▶ Work order:
Your task is to output the entries below word for word.

──────── Data under study ────────

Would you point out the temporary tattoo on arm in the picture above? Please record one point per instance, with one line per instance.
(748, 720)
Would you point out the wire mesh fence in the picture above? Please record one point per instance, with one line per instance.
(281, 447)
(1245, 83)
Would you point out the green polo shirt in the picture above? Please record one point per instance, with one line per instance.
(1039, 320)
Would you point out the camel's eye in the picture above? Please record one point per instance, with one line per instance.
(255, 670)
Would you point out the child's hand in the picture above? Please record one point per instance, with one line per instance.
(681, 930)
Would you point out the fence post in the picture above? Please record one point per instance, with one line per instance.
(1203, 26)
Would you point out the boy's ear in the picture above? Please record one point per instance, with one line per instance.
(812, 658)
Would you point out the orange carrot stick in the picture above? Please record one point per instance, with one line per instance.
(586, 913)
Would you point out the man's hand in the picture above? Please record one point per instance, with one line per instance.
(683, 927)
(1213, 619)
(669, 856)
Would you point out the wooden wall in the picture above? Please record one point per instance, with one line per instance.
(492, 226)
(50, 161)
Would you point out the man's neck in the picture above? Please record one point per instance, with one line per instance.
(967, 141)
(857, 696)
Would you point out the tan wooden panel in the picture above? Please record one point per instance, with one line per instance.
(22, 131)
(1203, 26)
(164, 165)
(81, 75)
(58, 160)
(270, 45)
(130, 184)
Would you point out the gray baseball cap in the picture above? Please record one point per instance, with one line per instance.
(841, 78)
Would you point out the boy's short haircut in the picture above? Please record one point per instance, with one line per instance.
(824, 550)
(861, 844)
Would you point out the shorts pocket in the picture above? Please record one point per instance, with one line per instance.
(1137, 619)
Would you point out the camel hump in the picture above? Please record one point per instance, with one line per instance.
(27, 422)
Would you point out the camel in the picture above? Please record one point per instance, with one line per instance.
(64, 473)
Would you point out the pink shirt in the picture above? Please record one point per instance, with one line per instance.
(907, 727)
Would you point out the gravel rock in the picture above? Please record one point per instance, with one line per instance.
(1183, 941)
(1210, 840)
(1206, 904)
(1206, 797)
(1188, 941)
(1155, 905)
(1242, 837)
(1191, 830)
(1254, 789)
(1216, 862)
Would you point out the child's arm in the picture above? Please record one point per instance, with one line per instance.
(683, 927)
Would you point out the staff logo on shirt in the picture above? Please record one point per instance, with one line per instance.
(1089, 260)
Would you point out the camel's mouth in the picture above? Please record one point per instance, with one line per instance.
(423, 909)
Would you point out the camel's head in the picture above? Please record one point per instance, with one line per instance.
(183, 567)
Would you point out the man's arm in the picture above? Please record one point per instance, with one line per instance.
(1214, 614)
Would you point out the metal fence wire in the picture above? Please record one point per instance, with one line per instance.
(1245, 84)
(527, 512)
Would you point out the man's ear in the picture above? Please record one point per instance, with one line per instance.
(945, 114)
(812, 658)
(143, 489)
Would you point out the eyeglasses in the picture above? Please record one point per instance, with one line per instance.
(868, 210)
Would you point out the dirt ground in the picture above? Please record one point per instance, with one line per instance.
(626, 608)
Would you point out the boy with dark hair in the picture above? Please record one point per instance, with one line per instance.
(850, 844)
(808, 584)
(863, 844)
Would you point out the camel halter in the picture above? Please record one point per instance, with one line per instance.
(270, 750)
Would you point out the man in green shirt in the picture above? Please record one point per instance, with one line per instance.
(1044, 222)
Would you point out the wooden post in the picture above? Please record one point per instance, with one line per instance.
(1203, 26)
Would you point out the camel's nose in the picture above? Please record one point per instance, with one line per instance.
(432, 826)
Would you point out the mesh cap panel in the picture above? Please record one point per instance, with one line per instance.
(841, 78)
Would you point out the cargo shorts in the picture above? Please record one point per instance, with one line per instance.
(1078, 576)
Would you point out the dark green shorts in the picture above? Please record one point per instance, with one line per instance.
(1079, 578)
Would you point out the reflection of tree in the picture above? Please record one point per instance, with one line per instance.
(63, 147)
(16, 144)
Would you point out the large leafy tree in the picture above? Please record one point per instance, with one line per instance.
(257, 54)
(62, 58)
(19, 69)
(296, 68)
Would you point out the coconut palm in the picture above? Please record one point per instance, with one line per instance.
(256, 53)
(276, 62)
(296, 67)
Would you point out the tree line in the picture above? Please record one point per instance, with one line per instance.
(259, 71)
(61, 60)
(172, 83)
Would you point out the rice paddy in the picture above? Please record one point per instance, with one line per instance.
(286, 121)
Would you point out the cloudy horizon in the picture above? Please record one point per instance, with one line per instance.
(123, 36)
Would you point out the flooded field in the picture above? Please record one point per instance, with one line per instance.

────────

▶ Answer:
Would you point out the temporary tattoo on arm in the picture above? Please record one point per instance, with one line per instance.
(748, 720)
Would you point out the wire mesh fence in the picture above? Please record one point per instance, with one line per instance.
(281, 447)
(1245, 83)
Would you point out the green polo shirt in the picture above? Please record one point per instance, with one line per instance.
(1039, 320)
Would you point out the camel's eye in the picture above? Please record one point per instance, with one line per instance.
(255, 670)
Would you point out the child's hand in the picture above? Please record one point per instance, with one line per instance.
(681, 930)
Would you point out the fence post in the picture above? Please record one point per instance, with one line per instance.
(1203, 26)
Would you point out the boy's ear in the picture above? Please record one point per instance, with one line per instance.
(812, 658)
Would you point out the orange carrot stick in the picture above? Please record one point per instance, with one line per instance.
(586, 913)
Would you point out the man's hand in the picture above? Please record one point per instance, with one line per instance.
(683, 927)
(1213, 619)
(669, 856)
Would you point out the wooden wall in the picture above? Please record one point per instance, with one line per instance.
(492, 226)
(50, 161)
Would you point out the man's neck in the picture above? Please record one point per instance, with one line per instance.
(967, 141)
(857, 696)
Would you point out the tan wooden panel in the picture above? Please record one point per instance, with one line per instance.
(22, 131)
(1203, 26)
(164, 165)
(81, 75)
(58, 160)
(270, 45)
(130, 184)
Would you point out the gray baseball cap in the picture above? Please record one point per instance, with one line per instance.
(841, 78)
Would you point out the boy's short haircut in the picture above? Please record one point per instance, with one line per instance.
(824, 550)
(861, 844)
Would you point out the shorts pocket in the picture above? Please record one point per instance, with one line per instance.
(1137, 619)
Would you point out the camel hump in the picture above? Please record one point per instance, with one line per instance.
(27, 422)
Would you point out the camel in the picture above? Please record one point per instance, with one line per instance.
(64, 473)
Would you point out the pink shirt in the picture above? Please record one point per instance, with one line per instance.
(907, 727)
Would you point out the gravel rock in the picture above? Please record one point per instance, with one line per instance.
(1183, 941)
(1210, 840)
(1206, 904)
(1206, 797)
(1188, 941)
(1155, 905)
(1242, 837)
(1191, 830)
(1254, 789)
(1216, 862)
Would you point out the child's arm in the picture above? Please record one point per instance, with one line per instance.
(683, 927)
Would you point out the staff logo on shirt in the picture above? Please record one point per instance, with one line per instance.
(1089, 260)
Would you point out the camel's mouth in the picture above? Please record one point per instance, with one line per instance.
(423, 909)
Would you point out the camel's head in the picture above? Please record one point per instance, with one line per instance.
(183, 567)
Would you point out the man's arm in the picture above? Please record one point per instance, with one line per instance.
(1214, 614)
Would you point out the metal fence wire in the picture above? Please record one point per instance, with one line per instance.
(1245, 84)
(527, 512)
Would you point out the man's ear in the picture above? Please record one point per instance, with one line per instance.
(945, 114)
(812, 658)
(143, 489)
Would you point out the eyeglasses in the picture above? Please record one point per instance, with one line per instance.
(868, 210)
Would you point out the dirt ground in the picture above? Please record one point per instance, with one line per instance.
(626, 608)
Would you point out the boy with dark hair in the picture above? Please record one point per instance, with one line per instance.
(850, 844)
(808, 584)
(863, 844)
Would you point out the camel halter in the picture above? Please record one point per instance, with one line per instance.
(270, 750)
Would you point out the man in green shirt in the picture above? Please record one point per instance, with one line per instance.
(1044, 222)
Would you point out the wooden post in the picture above? Please record one point per instance, with one line per instance.
(1203, 26)
Would you point out the camel's nose in the picture above? Please record one point per instance, with one line per instance.
(432, 826)
Would you point out the mesh cap panel in the picture above? Please record one point per instance, with one line per instance.
(841, 78)
Would you point out the cargo shorts in the picture above? Please record one point per instance, with one line per instance.
(1078, 576)
Would you point out the dark green shorts in the picture above? Please record one point per instance, with one line per instance.
(1079, 578)
Would you point out the reflection of tree in the picture above? Please record one point per instance, with one line per instance.
(63, 147)
(16, 144)
Would you point out the large leafy tree in the picture above? Please record one point per instance, with one line per instance.
(257, 54)
(62, 58)
(19, 69)
(296, 68)
Would you point out the coconut palm in the picture above? Please record one point per instance, with one line per instance.
(256, 53)
(276, 62)
(296, 67)
Would you point out the tree line in the picture above? Please record one point per instance, with one line per instance.
(259, 71)
(61, 60)
(172, 83)
Would you point out the rice paddy in the picture above? Please record one point per instance, with one line per instance.
(286, 121)
Would you point out the cloudy horizon in the picture above? Please record one point per instance, with one line per instance.
(123, 36)
Would you point out the flooded field in the picture above? Please record one point per instance, with one line per instance.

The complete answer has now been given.